SOURCE TEXT -
□ □ □

Another anti-Russian scandal is gathering pace in Latvia, one of the three Baltic States, a republic of the former Soviet Union. The scandal is connected with the monument to Alexander Pushkin, the Great Russian Poet, which is planned to be installed in the center of Latvia’s capital, Riga. Latvian nationalists claim that the poet is a symbol of the Russian empire and therefore can not be placed in the city.
Sixty individuals – politicians and public figures – addressed to Riga’s Mayor Nil Ushakov and Latvia’s President Valdis Zatlers with an open letter. The people protested against the plans to install a monument to Pushkin in the park named after Atis Kronvalds - a prominent member of the Latvian national revival of the middle of the 19th century.
It seems that there is noting terrible in the above-mentioned letter. Latvian nationalist public figures do not mind Pushkin’s monument installed in another location. However, the arguments, which they used in the letter, cannot but raise eyebrows.

□ □ □

[Point annotation dataset records]
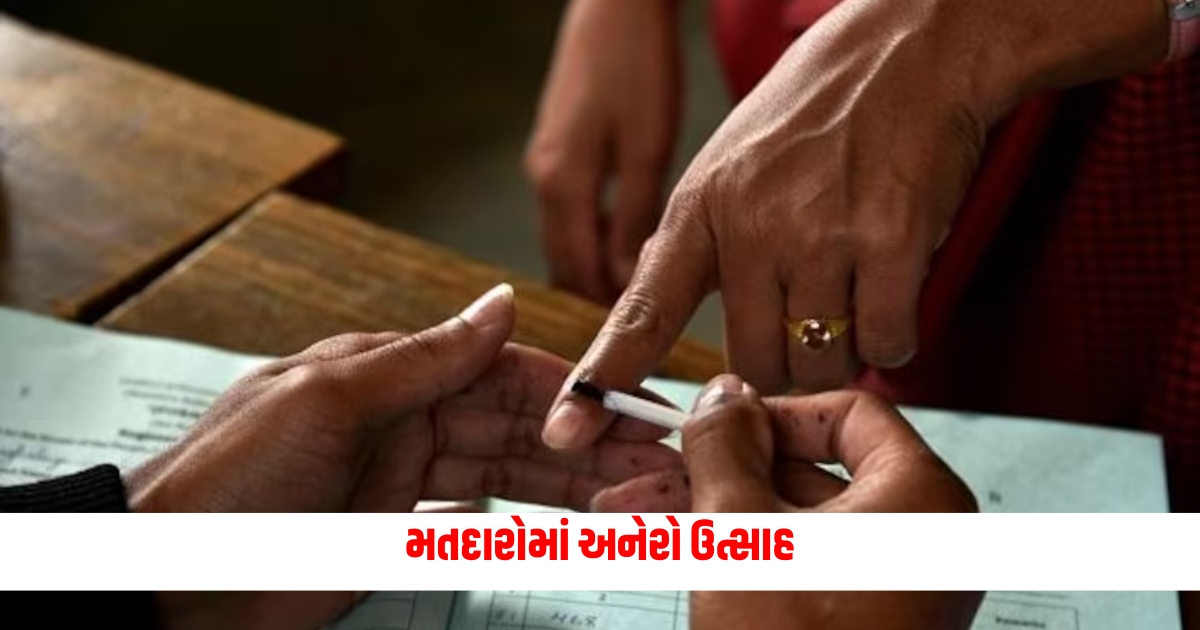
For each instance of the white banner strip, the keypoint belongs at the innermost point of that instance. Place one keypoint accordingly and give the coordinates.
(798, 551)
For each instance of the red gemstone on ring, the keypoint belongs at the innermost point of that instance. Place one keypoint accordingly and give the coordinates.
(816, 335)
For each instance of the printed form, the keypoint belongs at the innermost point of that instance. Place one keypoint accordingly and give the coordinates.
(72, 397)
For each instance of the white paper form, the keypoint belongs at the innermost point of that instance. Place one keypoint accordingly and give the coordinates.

□ □ □

TASK REQUIREMENTS -
In one to three sentences, explain why the article on the Pushkin monument in Riga says Latvian nationalists object to placing the monument in the city. The items are separate material, unrelated to the text about the Pushkin monument.

RESPONSE TO THE EXERCISE -
Latvian nationalists claim that Pushkin is a symbol of the Russian empire. For that reason, they say his monument cannot be placed in Riga.